» TASK SET
A: Please translate this sentence from the passage about GW and his brothers into Spanish: "He died when I was five years old."
B: Carry the passage about GW and his brothers forward with the next part, starting after its final sentence.

***** PROVIDED PASSAGE *****

I can barely remember my paternal grandfather, GW. He died when I was five years old. Stories about him are legion. My father describes him as a huge, gregarious man with hands the size of dinner plates and fingers that big around. I grew up listening to my dad tell story after story about his father and his uncles and all the trouble they caused in their small west Texas town.

GW had five brothers. Their names were Sharon, Faron, Earl, Dick, and Woody. Yes, that’s right. I said Sharon and Faron. Sharon, the family ne’er-do-well, went by the nickname Blacky. With a name like Sharon, I can hardly blame the guy for wanting a nickname. He must have wanted to keep unusual names in the family, though, because he grew up to name one of his daughters Ouida Moody (pronounced WEE-duh). And Faron must not have thought it too awful to have a name that rhymed with his brother’s; he named his own sons Lowell and Joel.

GW and his brothers were a bunch of characters, raised to be openly loving and fiercely loyal. There was nothing one of them wouldn’t do for another, and this remained true throughout their lives. If anyone messed with a member of the Adams Family, they were messing with all of them, and there would be consequences. Family came first. And if any Adams family members decided to visit another, they would just show up at any time of the night or day and stay as many days as they wanted. If they arrived during the night, they wouldn’t wake anyone. They would just walk in, find a bed or a place to sleep, and in the morning the bodies of sleeping family members would be found strewn throughout the house.

***** INFORMATION SUPPLIED *****

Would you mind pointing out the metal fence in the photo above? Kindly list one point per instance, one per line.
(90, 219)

*****

» RESPONSES PER TASK
A: Murió cuando yo tenía cinco años.

B:
One of my favorite Adams stories is about Blacky, the oldest brother, and Woody, the youngest. Blacky was a drunk and a scoundrel, and he did some pretty low things to his own relatives. One time he sold his own nephew’s beloved dog, Ithmy, and spent the money on booze. Yes, that’s right. I said Ithmy. Ithmy dog. Even though Blacky was a deadbeat, everyone put up with him because he was family.

Woody, on the other hand, ended up being a successful businessman. He earned a college degree (rare for those days) in geology while playing football for TCU. After fighting in WWII, he returned to Texas to work for the Gulf Oil Company. Soon after that, he started his own scouting company. His job, basically, was to strike oil, and he did.

When Woody was first trying to get his company off the ground, he needed some financial backing for his venture. So he invited some potential investors to town, hoping to pique their interest and get them on board. Woody, dressed in his Sunday best, was walking this group of men through town, trying to impress them. This was most likely a lively gathering of fellows because in those days, the oil business was full of rogues, wild cards, and charlatans. As the group approached the town square, Woody heard a voice in the distance calling his name.

Woooooooooody!?!?!?!?!

He looked around. The voice was getting louder and more familiar.

WOOOOOOOOOOOOODY!?!?!?!?!

“WOOOOOOOOOOOOODY!?!?!?!?!” it boomed.

Everyone stopped and looked to see where the voice was coming from. Woody’s heart sank when he looked up at the jailhouse window and saw Blacky steadying himself on the iron bars, peering out, and still bellowing out his brother’s name.

WOOOOOOOOOOOOOODY!?!?!?!?!

Blacky was thrown in jail the night before, and he was still very drunk. Imagine how relieved he must have been to look out the jailhouse window and see Woody walking down the street. It was Blacky’s lucky day! So there he was, hollering at the top of his lungs, trying to get his brother’s attention. Woody and the rest of the group watched from the sidewalk to see what Blacky was going to say next.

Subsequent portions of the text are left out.